> [Records shown]:
#####
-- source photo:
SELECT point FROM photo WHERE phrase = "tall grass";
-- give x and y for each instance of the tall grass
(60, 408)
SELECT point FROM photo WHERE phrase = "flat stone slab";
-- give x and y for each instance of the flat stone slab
#####
> [Problem requirements]: Using the data above, print every record exactly as shown.

> [Response to the exercise]:
-- source photo:
SELECT point FROM photo WHERE phrase = "tall grass";
-- give x and y for each instance of the tall grass
(60, 408)
SELECT point FROM photo WHERE phrase = "flat stone slab";
-- give x and y for each instance of the flat stone slab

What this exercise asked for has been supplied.